TASK SET |
(a) In the article on the Menendez indictment, how many counts does the indictment contain?
(b) From the article on the Menendez indictment, set down word for word the part that opens with "A federal grand-jury" and closes with "seeking comment yesterday.".

PASSAGE FOR REVIEW |
BEGIN

Menendez defiant after indictment
WASHINGTON - Sen. Bob Menendez, the son of Cuban immigrants who rose to become one of the highest-ranking Hispanic members of Congress, was charged yesterday with accepting nearly $1 million in gifts and campaign contributions from a longtime friend in exchange for a stream of political favors.
- Sen. Bob Menendez, the son of Cuban immigrants who rose to become one of the highest-ranking Hispanic members of Congress, was charged yesterday with accepting nearly $1 million in gifts and campaign contributions from a longtime friend in exchange for a stream of political favors.
Menendez predicted he would be "vindicated" and, in a defiant statement before reporters and cheering supporters last night, said, "This is not how my career is going to end."
He added: "I am not going anywhere. I'm angry and ready to fight because today contradicts my public service and my entire life."
A federal grand-jury indictment accuses the New Jersey Democrat of using the power of his Senate seat to benefit Dr. Salomon Melgen, a wealthy Florida eye doctor who prosecutors say provided the senator with luxury vacations, airline travel, golf trips and tens of thousands of dollars in contributions to a legal-defense fund.
The indictment from a grand jury in Newark contains 14 counts - including bribery, conspiracy and false statements - against Menendez and also charges Melgen, a political donor to Menendez and other Democrats.
Menendez is scheduled to appear today in federal court in Newark. Melgen's attorney did not immediately return a call seeking comment yesterday.
The criminal charges cloud the political future of the top Democrat - and former chairman - of the Senate Foreign Relations Committee, who has played a leading role on Capitol Hill on matters involving Iran's nuclear program and U.S. efforts to improve ties with Cuba. Menendez said yesterday that he would temporarily step aside from his role as top Democrat on the committee.
New York Sen. Chuck Schumer defended his Democratic colleague, saying: "Bob Menendez is one of the best legislators in the Senate and is always fighting hard for the people of his state. I am confident he will continue to do so in the weeks and months ahead."
The indictment will almost certainly lead to a drawn-out legal fight between Menendez and a team of Justice Department prosecutors who have spent years investigating his ties to Melgen. It will require prosecutors to prove that a close and longtime friendship between the men was used for criminal purposes and is likely to revive the legal debate about the constitutional protections afforded to members of Congress for acts they take in office, which Menendez has already signaled as a possible line of defense.

END

AVAILABLE DATA |
BEGIN

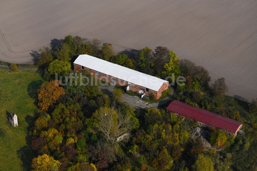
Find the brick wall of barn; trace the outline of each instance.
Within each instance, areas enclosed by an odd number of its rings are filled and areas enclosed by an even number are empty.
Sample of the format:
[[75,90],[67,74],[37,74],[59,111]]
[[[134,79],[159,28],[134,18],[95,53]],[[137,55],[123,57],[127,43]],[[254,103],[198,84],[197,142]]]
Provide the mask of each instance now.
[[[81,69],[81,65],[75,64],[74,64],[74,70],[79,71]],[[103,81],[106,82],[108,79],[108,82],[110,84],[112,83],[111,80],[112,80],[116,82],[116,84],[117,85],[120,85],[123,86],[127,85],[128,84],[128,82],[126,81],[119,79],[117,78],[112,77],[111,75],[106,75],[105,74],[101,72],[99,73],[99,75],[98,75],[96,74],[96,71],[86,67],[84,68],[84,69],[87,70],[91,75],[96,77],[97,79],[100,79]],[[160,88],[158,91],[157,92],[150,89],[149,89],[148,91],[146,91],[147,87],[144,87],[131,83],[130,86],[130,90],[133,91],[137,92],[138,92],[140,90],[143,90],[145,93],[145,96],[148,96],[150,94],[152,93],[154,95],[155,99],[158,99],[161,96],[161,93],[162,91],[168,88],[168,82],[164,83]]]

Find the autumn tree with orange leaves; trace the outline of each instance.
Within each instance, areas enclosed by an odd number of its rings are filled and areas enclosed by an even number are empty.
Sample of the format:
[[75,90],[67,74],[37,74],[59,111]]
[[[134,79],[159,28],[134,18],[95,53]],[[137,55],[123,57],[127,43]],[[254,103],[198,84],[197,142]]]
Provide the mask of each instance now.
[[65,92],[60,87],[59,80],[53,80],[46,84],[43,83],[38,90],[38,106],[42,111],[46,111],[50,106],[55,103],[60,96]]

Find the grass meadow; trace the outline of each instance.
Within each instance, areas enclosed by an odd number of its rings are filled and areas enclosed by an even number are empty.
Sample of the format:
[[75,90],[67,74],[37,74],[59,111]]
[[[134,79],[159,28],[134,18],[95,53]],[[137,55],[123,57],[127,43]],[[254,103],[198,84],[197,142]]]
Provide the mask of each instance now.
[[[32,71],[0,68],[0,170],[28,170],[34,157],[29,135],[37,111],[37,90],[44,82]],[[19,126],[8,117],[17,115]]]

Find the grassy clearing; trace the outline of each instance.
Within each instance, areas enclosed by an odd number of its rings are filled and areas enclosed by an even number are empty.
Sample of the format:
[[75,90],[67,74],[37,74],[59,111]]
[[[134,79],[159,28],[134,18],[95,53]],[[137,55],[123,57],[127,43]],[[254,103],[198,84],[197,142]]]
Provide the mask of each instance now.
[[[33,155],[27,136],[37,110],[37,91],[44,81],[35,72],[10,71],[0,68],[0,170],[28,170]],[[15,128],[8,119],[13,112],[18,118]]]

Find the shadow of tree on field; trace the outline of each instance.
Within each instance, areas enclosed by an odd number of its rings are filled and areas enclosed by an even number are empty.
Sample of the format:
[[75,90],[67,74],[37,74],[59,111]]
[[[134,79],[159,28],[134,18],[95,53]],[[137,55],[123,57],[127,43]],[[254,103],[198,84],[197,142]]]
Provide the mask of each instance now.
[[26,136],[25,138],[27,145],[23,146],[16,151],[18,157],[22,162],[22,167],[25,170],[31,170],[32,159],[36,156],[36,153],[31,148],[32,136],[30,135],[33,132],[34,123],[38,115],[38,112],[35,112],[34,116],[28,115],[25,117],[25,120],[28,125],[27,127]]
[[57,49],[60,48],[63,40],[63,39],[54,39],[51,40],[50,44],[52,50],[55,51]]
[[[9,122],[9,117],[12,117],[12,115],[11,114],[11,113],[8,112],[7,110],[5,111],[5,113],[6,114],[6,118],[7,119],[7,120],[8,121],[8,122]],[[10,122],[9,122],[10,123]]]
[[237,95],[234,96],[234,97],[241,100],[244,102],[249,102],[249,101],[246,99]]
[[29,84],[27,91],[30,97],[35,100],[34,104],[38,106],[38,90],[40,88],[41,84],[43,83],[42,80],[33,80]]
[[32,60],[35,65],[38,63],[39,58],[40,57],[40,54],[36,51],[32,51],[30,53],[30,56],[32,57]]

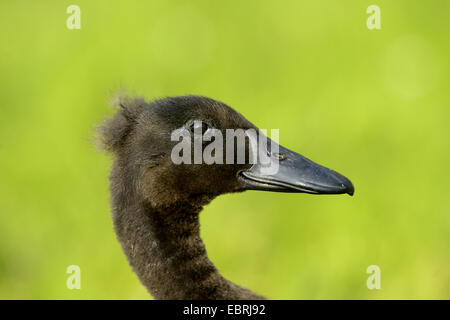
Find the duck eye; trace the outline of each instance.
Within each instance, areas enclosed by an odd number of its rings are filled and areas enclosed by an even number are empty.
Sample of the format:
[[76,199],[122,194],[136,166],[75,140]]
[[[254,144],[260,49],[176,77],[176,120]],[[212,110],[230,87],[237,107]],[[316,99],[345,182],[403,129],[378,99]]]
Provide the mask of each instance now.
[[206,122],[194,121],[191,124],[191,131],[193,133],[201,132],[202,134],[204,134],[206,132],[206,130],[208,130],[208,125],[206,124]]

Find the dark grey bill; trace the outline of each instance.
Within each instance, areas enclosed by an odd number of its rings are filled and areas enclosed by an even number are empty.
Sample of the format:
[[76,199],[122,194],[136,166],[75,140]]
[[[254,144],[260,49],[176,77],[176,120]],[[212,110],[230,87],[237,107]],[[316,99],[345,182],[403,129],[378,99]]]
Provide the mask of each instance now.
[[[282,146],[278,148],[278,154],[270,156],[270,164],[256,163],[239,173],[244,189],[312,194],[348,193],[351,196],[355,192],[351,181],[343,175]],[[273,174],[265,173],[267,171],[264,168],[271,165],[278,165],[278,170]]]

END

SOLVED PROBLEMS |
(a) 14 counts.

(b)
A federal grand-jury indictment accuses the New Jersey Democrat of using the power of his Senate seat to benefit Dr. Salomon Melgen, a wealthy Florida eye doctor who prosecutors say provided the senator with luxury vacations, airline travel, golf trips and tens of thousands of dollars in contributions to a legal-defense fund.
The indictment from a grand jury in Newark contains 14 counts - including bribery, conspiracy and false statements - against Menendez and also charges Melgen, a political donor to Menendez and other Democrats.
Menendez is scheduled to appear today in federal court in Newark. Melgen's attorney did not immediately return a call seeking comment yesterday.